*WHAT IS NEEDED*
Find the line with "Target: blue knit sweater" in the entries below. Repeat it, every following line, and the line with "For every instance of the brick", exactly and with nothing added.

#### DATASET EXTRACT

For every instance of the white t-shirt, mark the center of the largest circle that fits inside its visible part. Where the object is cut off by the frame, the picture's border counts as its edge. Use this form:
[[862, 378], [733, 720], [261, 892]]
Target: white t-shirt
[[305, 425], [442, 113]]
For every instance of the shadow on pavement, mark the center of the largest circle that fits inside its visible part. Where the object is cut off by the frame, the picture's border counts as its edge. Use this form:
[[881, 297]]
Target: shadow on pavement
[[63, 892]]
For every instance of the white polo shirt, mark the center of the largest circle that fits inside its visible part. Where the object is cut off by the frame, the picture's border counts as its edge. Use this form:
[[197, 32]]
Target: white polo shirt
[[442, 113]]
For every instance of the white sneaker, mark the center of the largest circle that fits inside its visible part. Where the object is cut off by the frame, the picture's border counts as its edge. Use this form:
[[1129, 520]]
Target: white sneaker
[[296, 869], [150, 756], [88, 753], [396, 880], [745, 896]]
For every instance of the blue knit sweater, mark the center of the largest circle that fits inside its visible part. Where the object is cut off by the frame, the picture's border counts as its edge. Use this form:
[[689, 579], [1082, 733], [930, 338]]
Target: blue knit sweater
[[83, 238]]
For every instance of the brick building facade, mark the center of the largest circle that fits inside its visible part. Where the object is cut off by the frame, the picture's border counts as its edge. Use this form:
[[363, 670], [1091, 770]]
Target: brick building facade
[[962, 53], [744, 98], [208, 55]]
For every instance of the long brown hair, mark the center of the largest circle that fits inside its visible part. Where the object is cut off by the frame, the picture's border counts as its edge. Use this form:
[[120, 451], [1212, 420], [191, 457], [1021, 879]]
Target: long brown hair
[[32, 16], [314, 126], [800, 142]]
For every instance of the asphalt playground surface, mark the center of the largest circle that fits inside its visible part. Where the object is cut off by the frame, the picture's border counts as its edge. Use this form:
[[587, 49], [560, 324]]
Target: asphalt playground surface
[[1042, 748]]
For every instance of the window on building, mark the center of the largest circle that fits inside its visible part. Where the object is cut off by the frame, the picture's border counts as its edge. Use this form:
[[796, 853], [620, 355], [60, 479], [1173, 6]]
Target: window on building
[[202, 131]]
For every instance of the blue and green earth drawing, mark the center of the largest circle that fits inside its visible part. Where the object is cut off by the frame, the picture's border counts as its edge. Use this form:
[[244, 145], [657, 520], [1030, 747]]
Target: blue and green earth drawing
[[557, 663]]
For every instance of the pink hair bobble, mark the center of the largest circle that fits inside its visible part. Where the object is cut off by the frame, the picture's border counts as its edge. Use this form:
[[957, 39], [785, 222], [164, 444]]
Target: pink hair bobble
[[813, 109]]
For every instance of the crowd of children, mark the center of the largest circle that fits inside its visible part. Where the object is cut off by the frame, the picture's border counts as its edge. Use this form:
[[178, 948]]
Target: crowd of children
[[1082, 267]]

########

*RESPONSE BOX*
Target: blue knit sweater
[[83, 238]]
For every instance of the brick building facade, mark the center of the largest circle that fits inside its visible part. Where the object is cut off by the frame, the picture's border counts as its edge. Use this form:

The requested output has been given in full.